> _Task prompt_:
Print, word for word, the lines of the records that run from the line containing "form: point(228, 173)." through the line containing "point(101, 117)", with both of those lines included.

> _Records for identifying positions_:
________________________________________

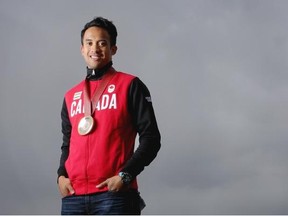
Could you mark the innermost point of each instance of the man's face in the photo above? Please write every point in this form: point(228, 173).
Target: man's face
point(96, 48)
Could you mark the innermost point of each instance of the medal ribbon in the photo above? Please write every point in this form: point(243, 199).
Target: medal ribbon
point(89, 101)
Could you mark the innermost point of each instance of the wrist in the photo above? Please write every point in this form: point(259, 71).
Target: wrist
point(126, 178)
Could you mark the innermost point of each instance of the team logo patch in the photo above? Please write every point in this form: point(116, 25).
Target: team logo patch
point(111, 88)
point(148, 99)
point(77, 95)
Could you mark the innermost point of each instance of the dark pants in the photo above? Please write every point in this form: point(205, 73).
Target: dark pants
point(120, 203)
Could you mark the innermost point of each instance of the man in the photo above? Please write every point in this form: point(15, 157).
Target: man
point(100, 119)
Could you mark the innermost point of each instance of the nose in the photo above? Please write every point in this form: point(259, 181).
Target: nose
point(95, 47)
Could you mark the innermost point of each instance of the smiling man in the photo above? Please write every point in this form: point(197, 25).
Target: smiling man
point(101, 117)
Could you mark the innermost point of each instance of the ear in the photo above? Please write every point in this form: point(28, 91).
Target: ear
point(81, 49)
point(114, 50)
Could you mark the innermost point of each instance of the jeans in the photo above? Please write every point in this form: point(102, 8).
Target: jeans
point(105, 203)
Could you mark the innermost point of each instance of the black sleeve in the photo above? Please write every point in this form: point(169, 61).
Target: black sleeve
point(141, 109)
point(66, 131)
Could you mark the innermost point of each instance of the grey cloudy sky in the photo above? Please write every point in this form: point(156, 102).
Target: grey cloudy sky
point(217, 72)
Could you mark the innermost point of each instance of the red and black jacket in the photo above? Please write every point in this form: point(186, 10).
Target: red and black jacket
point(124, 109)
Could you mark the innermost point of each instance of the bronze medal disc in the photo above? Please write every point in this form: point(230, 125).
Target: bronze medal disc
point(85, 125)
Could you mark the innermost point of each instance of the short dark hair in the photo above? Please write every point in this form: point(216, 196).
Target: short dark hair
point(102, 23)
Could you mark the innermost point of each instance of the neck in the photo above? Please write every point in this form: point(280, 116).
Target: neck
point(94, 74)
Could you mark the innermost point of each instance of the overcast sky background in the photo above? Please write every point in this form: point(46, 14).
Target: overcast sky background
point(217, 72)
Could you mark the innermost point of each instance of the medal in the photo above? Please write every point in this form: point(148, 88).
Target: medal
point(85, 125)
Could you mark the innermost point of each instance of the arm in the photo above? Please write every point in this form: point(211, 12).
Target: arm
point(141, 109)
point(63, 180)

________________________________________

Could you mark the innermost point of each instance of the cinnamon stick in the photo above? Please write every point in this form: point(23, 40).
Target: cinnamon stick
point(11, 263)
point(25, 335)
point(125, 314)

________________________________________

> _Task answer_:
Could you mark the innermost point of each instance of the man's face in the photo above? Please write every point in this form: point(228, 173).
Target: man's face
point(96, 48)
Could you mark the innermost point of each instance of the medal ribbon in the photo above? Please write every point in this form: point(243, 199).
Target: medal ribbon
point(89, 101)
Could you mark the innermost point of each instance of the wrist in the photo above? Please write every point in this form: point(259, 71).
Target: wrist
point(126, 178)
Could you mark the innermost point of each instance of the team logo patch in the photo above? Please write every point in this form: point(116, 25).
Target: team logo patch
point(111, 88)
point(148, 99)
point(77, 95)
Could you mark the innermost point of each instance of the dark pants in the photo above? Please write every point in this form: point(205, 73).
Target: dark pants
point(120, 203)
Could you mark the innermost point of each instance of the man in the photo above? Please write every point in this form: point(15, 157).
Target: man
point(100, 119)
Could you mark the innermost point of each instance of the nose in the photo above? Please write every point in this form: point(259, 181).
Target: nose
point(95, 47)
Could you mark the innermost point of each instance of the smiling man in the photo above? Please write every point in this form: point(197, 25).
Target: smiling man
point(101, 117)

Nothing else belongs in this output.